TO BE DONE: Quote the entire listing below verbatim, from its first line to its last.

SUPPLIED RECORDS:
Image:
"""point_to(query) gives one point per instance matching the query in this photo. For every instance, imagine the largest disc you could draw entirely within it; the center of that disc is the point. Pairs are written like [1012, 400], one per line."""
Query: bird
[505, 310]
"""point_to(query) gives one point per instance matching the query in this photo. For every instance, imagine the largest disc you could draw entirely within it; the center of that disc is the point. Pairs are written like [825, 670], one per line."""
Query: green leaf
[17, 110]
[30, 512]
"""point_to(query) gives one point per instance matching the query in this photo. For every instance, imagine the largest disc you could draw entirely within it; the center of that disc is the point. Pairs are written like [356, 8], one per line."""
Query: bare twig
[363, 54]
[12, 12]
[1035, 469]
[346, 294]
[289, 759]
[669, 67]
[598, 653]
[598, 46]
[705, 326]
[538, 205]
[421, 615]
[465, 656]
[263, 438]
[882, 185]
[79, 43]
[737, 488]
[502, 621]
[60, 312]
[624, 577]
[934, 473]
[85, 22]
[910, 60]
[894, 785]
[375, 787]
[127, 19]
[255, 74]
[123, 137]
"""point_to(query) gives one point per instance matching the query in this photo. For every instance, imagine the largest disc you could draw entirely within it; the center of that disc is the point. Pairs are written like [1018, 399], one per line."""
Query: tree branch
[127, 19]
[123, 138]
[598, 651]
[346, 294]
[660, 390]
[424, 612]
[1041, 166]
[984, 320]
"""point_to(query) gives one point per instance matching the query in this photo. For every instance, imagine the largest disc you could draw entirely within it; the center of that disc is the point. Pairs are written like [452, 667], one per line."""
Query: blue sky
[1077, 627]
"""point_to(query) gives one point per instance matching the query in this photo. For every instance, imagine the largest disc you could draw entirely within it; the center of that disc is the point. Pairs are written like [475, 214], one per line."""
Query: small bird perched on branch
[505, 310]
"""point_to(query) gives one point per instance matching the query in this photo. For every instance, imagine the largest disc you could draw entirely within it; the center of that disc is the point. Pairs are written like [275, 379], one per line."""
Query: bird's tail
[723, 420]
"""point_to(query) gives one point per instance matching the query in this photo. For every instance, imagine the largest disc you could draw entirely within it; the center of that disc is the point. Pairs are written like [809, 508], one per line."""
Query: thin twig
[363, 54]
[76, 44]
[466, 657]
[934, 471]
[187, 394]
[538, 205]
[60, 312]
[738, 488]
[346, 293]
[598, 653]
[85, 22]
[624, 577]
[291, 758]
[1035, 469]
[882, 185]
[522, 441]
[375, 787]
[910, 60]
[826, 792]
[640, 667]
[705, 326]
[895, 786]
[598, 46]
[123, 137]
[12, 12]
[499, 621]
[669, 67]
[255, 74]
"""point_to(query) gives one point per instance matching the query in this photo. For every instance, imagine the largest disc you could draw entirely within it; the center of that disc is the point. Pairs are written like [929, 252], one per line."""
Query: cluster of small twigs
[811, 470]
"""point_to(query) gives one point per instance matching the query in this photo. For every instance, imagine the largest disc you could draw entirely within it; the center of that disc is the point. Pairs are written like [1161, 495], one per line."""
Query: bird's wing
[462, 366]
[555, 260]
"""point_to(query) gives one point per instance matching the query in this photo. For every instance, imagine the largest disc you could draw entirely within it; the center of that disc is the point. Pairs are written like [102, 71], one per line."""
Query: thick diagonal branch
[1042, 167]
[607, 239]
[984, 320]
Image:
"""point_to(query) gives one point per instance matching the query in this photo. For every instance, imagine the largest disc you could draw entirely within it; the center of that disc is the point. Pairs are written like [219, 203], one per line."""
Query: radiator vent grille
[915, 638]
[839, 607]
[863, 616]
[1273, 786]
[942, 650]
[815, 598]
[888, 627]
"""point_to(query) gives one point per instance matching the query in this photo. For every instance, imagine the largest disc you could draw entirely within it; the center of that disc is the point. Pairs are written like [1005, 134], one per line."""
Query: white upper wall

RESPONSE BELOW:
Image:
"""point_to(query) gives one point per instance matching the query in this photo. For every instance, imagine the largest disc you could draw entirely within it; the center of that disc is the point. Pairs are written like [1012, 400], one per line."""
Query: bird
[505, 310]
"""point_to(query) gives one point per instance matching the query in this photo. For every instance, imagine the largest disc you could draw entirely within it; the center of that disc is the point. Pairs are written like [825, 670], one per line."""
Query: green leaf
[17, 110]
[30, 512]
"""point_to(query) gives one point per instance matching the query in this photo. For every instance, imagine the largest disc you could draw entirely within it; the center of that disc is the point. Pairs are written like [356, 8], one per line."""
Query: bare twig
[363, 54]
[12, 12]
[1035, 469]
[346, 294]
[289, 759]
[669, 67]
[598, 653]
[598, 46]
[705, 326]
[538, 205]
[421, 615]
[465, 656]
[263, 438]
[882, 185]
[79, 43]
[737, 488]
[502, 621]
[60, 312]
[624, 577]
[934, 473]
[85, 22]
[910, 60]
[894, 785]
[375, 787]
[127, 19]
[255, 74]
[123, 137]
"""point_to(query) gives one point per instance matching the query in this photo. For every instance, imagine the largest disc you could draw entirely within it; the center of that disc is the point. Pairs are written like [1018, 399], one per line."""
Query: tree branch
[127, 19]
[123, 138]
[598, 651]
[346, 294]
[660, 390]
[424, 612]
[1041, 166]
[984, 320]
"""point_to(query) gives one point per instance matching the query in this photo. For every instance, imagine the largest disc you could draw entirely within it; the center of that disc is the point. Pairs are written like [452, 667], one per line."""
Query: blue sky
[1077, 627]
"""point_to(query) gives one point per instance matching the query in this photo. For every instance, imagine the largest disc you could draw entirely within it; the center of that disc is the point. Pairs are written like [475, 214], one per line."""
Query: small bird perched on branch
[505, 310]
"""point_to(query) gives one point per instance matching the query in this photo. For every instance, imagine the largest disc you could draw entirely within it; the center of that disc is the point. Pairs are written like [275, 379], one per line."""
Query: bird's tail
[723, 420]
"""point_to(query) gives one point per instance matching the query in this photo. For every instance, imagine the largest disc you could draw entirely within it; the center of that disc is the point. Pairs are written like [809, 508], one per line."""
Query: thin twig
[363, 54]
[76, 44]
[466, 657]
[934, 471]
[187, 394]
[538, 205]
[60, 312]
[738, 488]
[346, 293]
[598, 653]
[85, 22]
[624, 577]
[291, 758]
[1035, 469]
[882, 185]
[522, 441]
[375, 787]
[910, 60]
[826, 792]
[640, 667]
[705, 326]
[895, 786]
[598, 46]
[123, 137]
[12, 12]
[499, 621]
[669, 67]
[255, 74]
"""point_to(query) gives one point per instance matching the query in this photo. For every instance, imagine the largest disc you could draw entirely within it; the center of that disc is the point. Pairs are written like [929, 252], one per line."""
Query: cluster of small twigs
[811, 470]
"""point_to(query) gives one point per instance matching the query in this photo. For every instance, imagine the largest disc you could draw entirely within it; the center of that disc is the point. Pairs are written like [1161, 495], one per line."""
Query: bird's wing
[462, 366]
[555, 260]
"""point_to(query) gives one point per instance matching the query in this photo. For every instance, imagine the largest disc you could draw entirely within it; the center of that disc is the point. Pairs are written like [102, 71], one per line."""
Query: thick diagonal branch
[1042, 167]
[607, 239]
[984, 320]
Image:
"""point_to(query) gives one point per instance matching the query in this photo. For every instance, imagine the largest disc you could draw entirely within it; the center of that disc is the point. Pairs are written like [219, 203], one per line."""
Query: radiator vent grille
[915, 638]
[839, 607]
[863, 616]
[1273, 786]
[942, 650]
[815, 598]
[888, 627]
"""point_to(query) gives one point per instance matching the query in this photo. For every instance, imagine the largest disc you could draw entirely within it; the center of that disc is the point. Pairs are written like [1005, 134], one per line."""
Query: white upper wall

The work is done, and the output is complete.